__TASK STATEMENT__.
No pictures belong in the answer. Repeat all the entries exactly.
━━ PROVIDED RECORDS
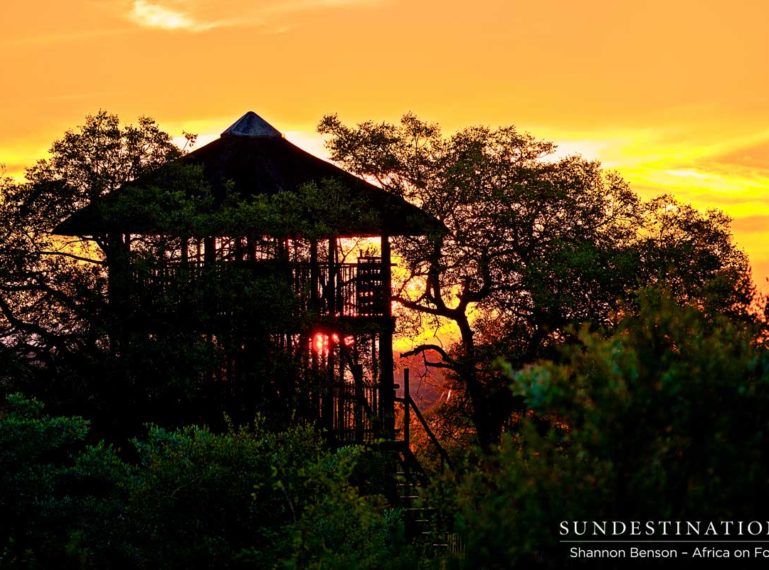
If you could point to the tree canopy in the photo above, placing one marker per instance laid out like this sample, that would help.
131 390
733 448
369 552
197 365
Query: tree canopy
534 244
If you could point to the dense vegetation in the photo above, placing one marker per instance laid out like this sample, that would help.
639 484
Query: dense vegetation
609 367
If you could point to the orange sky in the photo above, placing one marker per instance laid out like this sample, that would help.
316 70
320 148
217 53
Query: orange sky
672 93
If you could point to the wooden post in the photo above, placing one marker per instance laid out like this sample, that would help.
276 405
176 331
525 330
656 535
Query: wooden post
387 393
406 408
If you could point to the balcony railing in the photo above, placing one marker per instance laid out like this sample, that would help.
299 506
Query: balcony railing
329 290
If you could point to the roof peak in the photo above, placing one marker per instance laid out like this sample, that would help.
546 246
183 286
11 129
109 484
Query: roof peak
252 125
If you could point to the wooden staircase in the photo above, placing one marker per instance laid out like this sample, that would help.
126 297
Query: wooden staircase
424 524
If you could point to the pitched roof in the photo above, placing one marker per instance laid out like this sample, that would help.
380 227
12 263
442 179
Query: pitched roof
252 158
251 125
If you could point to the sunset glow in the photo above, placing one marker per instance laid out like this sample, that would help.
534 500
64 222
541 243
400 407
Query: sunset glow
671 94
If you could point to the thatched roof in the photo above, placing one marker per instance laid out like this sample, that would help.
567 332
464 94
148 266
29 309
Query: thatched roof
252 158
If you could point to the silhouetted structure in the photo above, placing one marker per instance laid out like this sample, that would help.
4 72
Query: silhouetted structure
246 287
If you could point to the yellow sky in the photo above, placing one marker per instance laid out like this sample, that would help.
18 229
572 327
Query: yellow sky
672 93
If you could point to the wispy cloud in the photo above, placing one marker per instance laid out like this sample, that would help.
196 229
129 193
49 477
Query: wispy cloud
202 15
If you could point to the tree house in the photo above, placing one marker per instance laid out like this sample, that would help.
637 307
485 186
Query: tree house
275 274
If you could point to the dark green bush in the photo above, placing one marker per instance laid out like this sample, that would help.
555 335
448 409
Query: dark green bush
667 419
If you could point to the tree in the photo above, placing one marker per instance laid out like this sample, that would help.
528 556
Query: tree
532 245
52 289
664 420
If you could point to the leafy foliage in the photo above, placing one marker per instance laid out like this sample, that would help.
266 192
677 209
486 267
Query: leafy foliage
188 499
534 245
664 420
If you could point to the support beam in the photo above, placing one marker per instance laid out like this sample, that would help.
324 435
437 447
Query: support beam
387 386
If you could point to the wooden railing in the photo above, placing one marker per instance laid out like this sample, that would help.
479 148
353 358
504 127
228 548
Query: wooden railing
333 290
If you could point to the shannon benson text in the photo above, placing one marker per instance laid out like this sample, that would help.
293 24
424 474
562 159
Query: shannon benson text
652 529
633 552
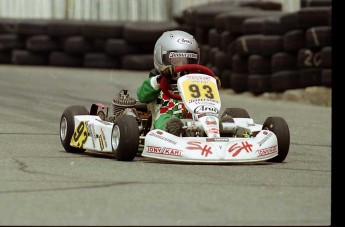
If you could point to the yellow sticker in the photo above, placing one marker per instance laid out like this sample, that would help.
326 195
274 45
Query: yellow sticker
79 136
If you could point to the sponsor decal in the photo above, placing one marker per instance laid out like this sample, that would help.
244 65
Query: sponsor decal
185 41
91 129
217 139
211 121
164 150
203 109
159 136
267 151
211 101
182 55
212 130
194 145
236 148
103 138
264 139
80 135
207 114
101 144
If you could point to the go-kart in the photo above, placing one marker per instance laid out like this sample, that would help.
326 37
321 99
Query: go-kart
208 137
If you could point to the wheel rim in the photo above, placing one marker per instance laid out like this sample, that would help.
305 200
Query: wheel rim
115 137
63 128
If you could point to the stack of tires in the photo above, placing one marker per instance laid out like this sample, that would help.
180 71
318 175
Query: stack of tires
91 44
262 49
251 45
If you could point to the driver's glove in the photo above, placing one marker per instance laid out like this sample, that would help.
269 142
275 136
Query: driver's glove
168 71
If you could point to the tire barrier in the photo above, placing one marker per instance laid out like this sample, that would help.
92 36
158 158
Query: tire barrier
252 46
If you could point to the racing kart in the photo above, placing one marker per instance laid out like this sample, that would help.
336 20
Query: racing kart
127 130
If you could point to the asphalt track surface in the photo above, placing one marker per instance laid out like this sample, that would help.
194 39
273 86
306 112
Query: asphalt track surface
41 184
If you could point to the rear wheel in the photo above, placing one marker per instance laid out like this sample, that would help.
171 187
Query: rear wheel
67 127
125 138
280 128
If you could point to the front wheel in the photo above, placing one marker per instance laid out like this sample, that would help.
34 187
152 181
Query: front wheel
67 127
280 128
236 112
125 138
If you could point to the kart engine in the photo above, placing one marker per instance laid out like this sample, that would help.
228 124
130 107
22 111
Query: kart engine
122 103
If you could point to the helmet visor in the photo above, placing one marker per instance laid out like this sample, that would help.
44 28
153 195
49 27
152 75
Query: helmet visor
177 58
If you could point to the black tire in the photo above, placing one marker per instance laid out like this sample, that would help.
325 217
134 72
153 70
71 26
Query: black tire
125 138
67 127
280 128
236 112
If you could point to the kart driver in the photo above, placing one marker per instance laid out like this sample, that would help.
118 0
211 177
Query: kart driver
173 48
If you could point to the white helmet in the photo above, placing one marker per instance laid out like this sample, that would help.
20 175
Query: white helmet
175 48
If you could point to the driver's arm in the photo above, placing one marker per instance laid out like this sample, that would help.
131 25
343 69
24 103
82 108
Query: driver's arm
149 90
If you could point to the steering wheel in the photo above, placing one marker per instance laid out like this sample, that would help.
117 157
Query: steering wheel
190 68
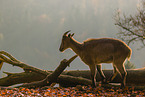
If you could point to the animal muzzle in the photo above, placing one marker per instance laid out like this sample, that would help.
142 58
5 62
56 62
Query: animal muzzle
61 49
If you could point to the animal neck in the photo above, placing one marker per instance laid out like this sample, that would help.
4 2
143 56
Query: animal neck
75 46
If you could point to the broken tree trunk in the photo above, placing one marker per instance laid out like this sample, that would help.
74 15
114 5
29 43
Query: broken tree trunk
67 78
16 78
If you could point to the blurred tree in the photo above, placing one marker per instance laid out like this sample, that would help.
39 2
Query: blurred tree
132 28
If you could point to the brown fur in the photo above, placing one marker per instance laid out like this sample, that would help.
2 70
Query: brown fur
━━━━
__RESPONSE AREA__.
If you could point to the tree canopy in the photo above, placing one marker per instance laid out like this sample, that would help.
131 390
733 448
369 552
197 365
Query: tree canopy
534 244
If you could point to the dense vegetation in the photo above, placing one marker per instance laid out like this sample, that would help.
639 484
Query: dense vegetation
609 367
If you could point to the orange sky in the photo above, placing one marker per instance laid out like this sample, that would help.
316 70
320 148
217 53
Query: orange sky
672 93
If you could point to the wooden post in the photo above, placing one marker per instance laid out like this sample, that would help.
276 405
176 331
525 330
656 535
Query: wooden post
387 393
406 408
If you could point to the balcony railing in the photo above, placing one marker per instance laid out like this sample, that would help.
299 506
Query: balcony railing
329 290
If you could point to the roof peak in the photo above, placing one marker per instance laid out like this sample, that would help.
546 246
183 286
11 129
109 484
Query: roof peak
252 125
If you could point to the wooden staircase in the photo above, placing one marker per instance laid out like this sample, that would help.
126 297
Query: wooden staircase
424 524
If you could point to the pitched roof in the photo above, placing one marker per instance laid out like this sample, that would help.
380 227
12 263
442 179
Query: pitched roof
252 158
251 125
If you could point to the sunset glow in the photo above, placing one marker per instance laid out like this sample, that would help.
534 500
64 222
541 243
400 407
Query: sunset glow
671 94
If you could point to the thatched roof in the photo above, placing one marker per instance laid out like this sample, that would help.
567 332
464 94
148 266
29 309
Query: thatched roof
252 158
If you could point to the silhouetted structure in the photo above, placing one marker per instance laid out like this sample, that would help.
4 72
Query: silhouetted structure
246 287
If you could point to the yellow sky in the photo above, placing one marker per instance laid out like this sample, that would help.
18 229
572 327
Query: yellow sky
672 93
If you could point to the wispy cloud in the photo above, placing one marker per instance laid out like this sample, that would help.
196 229
129 193
49 477
Query: wispy cloud
202 15
If you could point to the tree house in the photo above, placing one marker per instance laid out like this sample, that would help.
637 307
485 186
Query: tree house
275 274
If you could point to the dark green bush in the photo above, placing one marker per instance laid out like this sample, that would help.
555 335
448 409
Query: dark green bush
667 419
If you could point to the tree in the photo above, placing one marker per instance laid out like this sample, that would help.
528 556
Query: tree
532 245
52 289
664 420
If you could point to the leafy foliage in the photo above, placing one marker per instance laid out like this sample, that would help.
266 192
677 209
486 267
Query: leafy foliage
188 499
534 245
664 420
If you could point to the support beam in the photo above, placing one marker per instance laid out like this sample, that would help.
324 435
437 447
Query: support beam
387 386
If you could point to the wooden railing in the photo above, placing one marker per instance laid out like this sample, that would help.
479 148
353 358
504 127
228 548
Query: wooden railing
333 290
If you could point to the shannon benson text in the photo above, placing one marker per instance laid out like this sample, that would help.
293 24
424 474
562 159
Query: shannon benson text
652 529
633 552
If you could point to the yellow sticker in the photo above, placing one marker per instance laid out like this sample, that would help.
326 195
274 45
Query: yellow sticker
79 136
If you could point to the sponsor decal in the photo above, placing one marker per instance laid out like this sample, that would help.
244 65
Query: sponsor decal
185 41
91 129
217 139
211 121
164 150
203 109
159 136
267 151
211 101
182 55
212 130
194 145
236 148
103 138
264 139
80 135
207 114
101 144
If you could point to the go-kart in the photo above, placing one marker per instance laid out like this sample, that would help.
326 37
321 99
Query: go-kart
208 137
If you could point to the wheel rim in the photo above, placing one marker per instance laid out like this sample, that would help.
305 200
Query: wheel rim
115 137
63 128
If you could point to the stack of tires in the photo above, placing one marker per instance laid out like this sample, that would help.
180 71
318 175
Query: stack of tires
91 44
262 49
251 45
If you could point to the driver's glove in the photo above, placing one marker per instance laid out like this sample, that would help.
269 142
275 136
Query: driver's glove
168 71
If you could point to the tire barrier in the photo above, placing one marker per instance laid out like this sample, that would help.
92 36
158 158
Query: tire barrier
252 46
If you could point to the racing kart in the photo above, placing one marker per instance laid out like this sample, that would help.
336 20
Query: racing kart
127 130
If you could point to the asphalt track surface in the photo above, placing one marker per instance laid out like this sample, that would help.
194 39
273 86
306 112
Query: asphalt track surface
41 184
If you could point to the rear wheel in the photo above, placing one marker per instance laid out like this sample, that would help.
171 187
Query: rear wheel
67 127
125 138
280 128
If you could point to the front wheel in the photo above, placing one marker per instance laid out like this sample, that would help.
34 187
152 181
Query: front wheel
67 127
280 128
236 112
125 138
If you could point to the kart engine in the photo above, placing one marker per instance laid out like this sample, that would help.
228 124
130 107
22 111
Query: kart engine
122 103
If you could point to the helmet visor in the photo above, placing one marker per instance laid out like this sample, that would help.
44 28
153 195
49 27
152 75
Query: helmet visor
177 58
If you could point to the black tire in the photo above, placing one marker per instance laid out like this sample, that would help.
325 217
134 72
153 70
71 26
Query: black tire
125 138
67 127
280 128
236 112
If you could point to the kart driver in the photo above, placing one marker per instance laid out like this sample, that would help.
118 0
211 177
Query: kart driver
173 48
If you could point to the white helmet in the photo above, placing one marker per instance laid out like this sample, that would help.
20 175
Query: white helmet
175 48
If you could point to the driver's arm in the photo above, placing one marker per instance laid out like this sample, that would help.
131 25
343 69
24 103
82 108
Query: driver's arm
149 90
If you could point to the steering wheel in the photo above, placing one marker per instance laid out like this sample, that would help.
117 157
Query: steering wheel
190 68
If you could point to the animal muzzle in the photo above, placing one marker per instance laid out like this sample, that would help.
142 58
5 62
56 62
Query: animal muzzle
61 49
If you could point to the animal neck in the photo above, placing one marker per instance laid out like this sample, that would help.
4 2
143 56
Query: animal neck
75 46
If you could point to the broken tree trunk in the photo above, placing one marker per instance laid out like this sample, that would help.
74 15
114 5
29 43
Query: broken tree trunk
67 78
16 78
If you could point to the blurred tree in the photo above, placing one marker per instance laid out like this sample, that would help.
39 2
Query: blurred tree
132 28
If you could point to the brown fur in the photo above, placing one marker per instance laid out like this sample, that would help.
2 70
Query: brown fur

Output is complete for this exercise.